Short task A
Summarize the text about Sarah McNaughton in two sentences.

Australian prosecutor

Sarah McNaughton is an Australian judge and former barrister who has served as a judge of the Supreme Court of New South Wales since 11 October 2022. Prior to her appointment to the judiciary, she served as the Commonwealth Director of Public Prosecutions from 16 May 2016 to 2 September 2022.

==Biography==
McNaughton studied arts and law at the University of Sydney, and after completing university worked as an Associate to Justice Michael Kirby, at the time President of the New South Wales Court of Appeal and later Justice of the High Court.

After being admitted as a solicitor, McNaughton worked for Freehill, Hollingdale and Page (now Herbert Smith Freehills) until 1990, then moved to the Commonwealth Director of Public Prosecutions where she worked as a senior and later principal legal officer. In 1996, McNaughton joined the New South Wales Bar, initially working in-house at the CDPP but later moved to private practice where she specialised in criminal matters, including large scale complex criminal trials, including for fraud, taxation, corporations, drug importation and terrorism offences. She became Senior Counsel in 2011.

While at the private bar, McNaughton was Counsel for New South Wales in the Royal Commission into Institutional Responses to Child Sexual Abuse, and later Senior Counsel Assisting in the Royal Commission into Trade Union Governance and Corruption.

Supplied material
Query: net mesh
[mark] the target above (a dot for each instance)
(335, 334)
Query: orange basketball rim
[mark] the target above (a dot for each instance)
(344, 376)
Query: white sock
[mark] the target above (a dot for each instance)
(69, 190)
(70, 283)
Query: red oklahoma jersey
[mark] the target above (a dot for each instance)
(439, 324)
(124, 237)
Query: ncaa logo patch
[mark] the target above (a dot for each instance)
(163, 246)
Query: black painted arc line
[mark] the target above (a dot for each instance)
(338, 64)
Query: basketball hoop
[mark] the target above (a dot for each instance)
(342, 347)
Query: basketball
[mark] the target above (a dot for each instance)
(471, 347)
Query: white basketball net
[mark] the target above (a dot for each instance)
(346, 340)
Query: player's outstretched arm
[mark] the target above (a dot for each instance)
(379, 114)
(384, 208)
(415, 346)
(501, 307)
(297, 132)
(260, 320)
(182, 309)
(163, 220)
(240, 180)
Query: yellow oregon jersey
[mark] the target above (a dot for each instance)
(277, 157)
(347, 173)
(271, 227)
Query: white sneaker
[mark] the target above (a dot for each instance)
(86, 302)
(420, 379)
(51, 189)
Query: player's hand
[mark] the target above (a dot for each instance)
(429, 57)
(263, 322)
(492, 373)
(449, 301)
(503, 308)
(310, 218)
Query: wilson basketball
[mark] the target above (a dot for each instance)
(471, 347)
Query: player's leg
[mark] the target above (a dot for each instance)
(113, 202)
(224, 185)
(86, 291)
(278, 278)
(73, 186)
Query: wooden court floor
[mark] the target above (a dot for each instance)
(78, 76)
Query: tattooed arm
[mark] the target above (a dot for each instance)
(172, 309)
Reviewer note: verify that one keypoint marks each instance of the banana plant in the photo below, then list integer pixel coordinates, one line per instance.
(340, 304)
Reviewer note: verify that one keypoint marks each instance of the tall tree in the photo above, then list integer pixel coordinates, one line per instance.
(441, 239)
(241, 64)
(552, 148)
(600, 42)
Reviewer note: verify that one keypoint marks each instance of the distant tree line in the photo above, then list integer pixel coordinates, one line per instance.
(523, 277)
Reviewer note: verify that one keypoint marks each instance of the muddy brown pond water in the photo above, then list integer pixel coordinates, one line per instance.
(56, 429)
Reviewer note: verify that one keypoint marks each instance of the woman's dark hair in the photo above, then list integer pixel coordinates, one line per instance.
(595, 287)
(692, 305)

Short task B
Rewrite the entries from the line containing "of the distant" through the end of the entries, replacing "keypoint" with "marker" and leaving everything else unchanged.

Written reply A
Sarah McNaughton has been a judge of the Supreme Court of New South Wales since 11 October 2022, having served as Commonwealth Director of Public Prosecutions from 16 May 2016 to 2 September 2022. Earlier, she worked as a solicitor and then as a barrister specializing in criminal matters, and she became Senior Counsel in 2011.

Written reply B
Reviewer note: verify that one marker marks each instance of the distant tree line in the photo above, then list integer pixel coordinates, one line per instance.
(523, 277)
Reviewer note: verify that one marker marks each instance of the muddy brown pond water in the photo above, then list integer pixel coordinates, one line per instance.
(56, 429)
Reviewer note: verify that one marker marks each instance of the woman's dark hair in the photo above, then list integer pixel coordinates, one line per instance.
(595, 287)
(692, 305)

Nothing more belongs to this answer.